> [RECORD SET]
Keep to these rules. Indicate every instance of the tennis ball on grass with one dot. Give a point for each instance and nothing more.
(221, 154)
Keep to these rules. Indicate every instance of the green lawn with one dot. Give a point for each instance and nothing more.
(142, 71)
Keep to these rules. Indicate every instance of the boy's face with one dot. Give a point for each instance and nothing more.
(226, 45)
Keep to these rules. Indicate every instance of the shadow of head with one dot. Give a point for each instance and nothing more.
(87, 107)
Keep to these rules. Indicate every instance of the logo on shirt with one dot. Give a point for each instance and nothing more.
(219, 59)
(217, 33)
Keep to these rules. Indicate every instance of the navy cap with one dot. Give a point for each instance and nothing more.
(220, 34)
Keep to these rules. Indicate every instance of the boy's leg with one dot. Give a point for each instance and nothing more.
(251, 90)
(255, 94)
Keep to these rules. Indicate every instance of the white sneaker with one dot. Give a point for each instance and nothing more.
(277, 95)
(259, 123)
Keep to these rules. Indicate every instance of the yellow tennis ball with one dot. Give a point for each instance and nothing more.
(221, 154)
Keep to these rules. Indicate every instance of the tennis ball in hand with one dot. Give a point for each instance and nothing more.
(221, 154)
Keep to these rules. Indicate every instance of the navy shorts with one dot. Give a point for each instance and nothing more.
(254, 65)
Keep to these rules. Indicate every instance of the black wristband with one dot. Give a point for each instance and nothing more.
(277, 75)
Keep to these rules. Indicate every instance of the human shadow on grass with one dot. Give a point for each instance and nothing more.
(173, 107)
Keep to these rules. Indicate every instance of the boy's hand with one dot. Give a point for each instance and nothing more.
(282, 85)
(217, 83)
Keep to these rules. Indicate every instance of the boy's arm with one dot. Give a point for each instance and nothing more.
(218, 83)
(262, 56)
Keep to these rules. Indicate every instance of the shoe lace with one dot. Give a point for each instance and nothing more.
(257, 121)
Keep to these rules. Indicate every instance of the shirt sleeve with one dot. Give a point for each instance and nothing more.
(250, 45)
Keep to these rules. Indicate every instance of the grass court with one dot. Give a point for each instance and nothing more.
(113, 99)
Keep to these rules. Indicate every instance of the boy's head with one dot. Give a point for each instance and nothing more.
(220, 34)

...

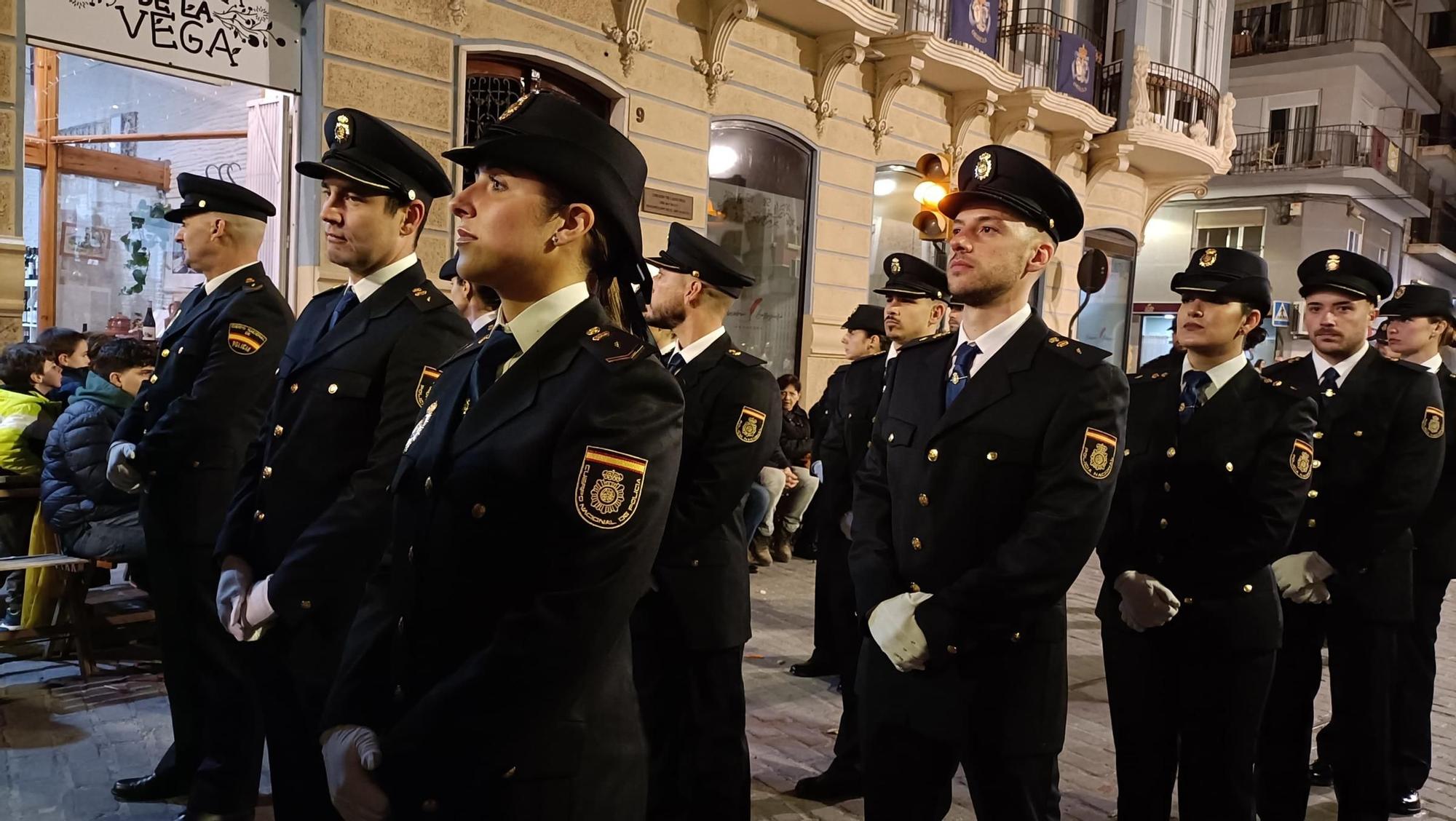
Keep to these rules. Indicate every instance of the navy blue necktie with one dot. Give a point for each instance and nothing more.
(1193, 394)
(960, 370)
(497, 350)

---

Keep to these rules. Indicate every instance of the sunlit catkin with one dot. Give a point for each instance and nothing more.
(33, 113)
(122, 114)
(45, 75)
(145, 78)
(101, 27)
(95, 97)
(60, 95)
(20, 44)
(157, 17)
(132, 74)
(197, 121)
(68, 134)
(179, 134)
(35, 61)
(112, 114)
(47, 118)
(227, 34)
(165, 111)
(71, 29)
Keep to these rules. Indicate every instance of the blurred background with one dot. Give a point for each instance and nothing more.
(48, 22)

> [PROBLEM TO WORK ON]
Please gather every line in the records above that contains the word "hand" and copy each such line in full. Case counts.

> [WRITTEN SOLUTION]
Keep to these rules. Indicate every instance of the tennis ball in hand with one dot. Give a point for each instance and nothing more.
Keep to these rules. Indicate every instance of the boy's hand with one dot. Give a point for each instance and nothing more.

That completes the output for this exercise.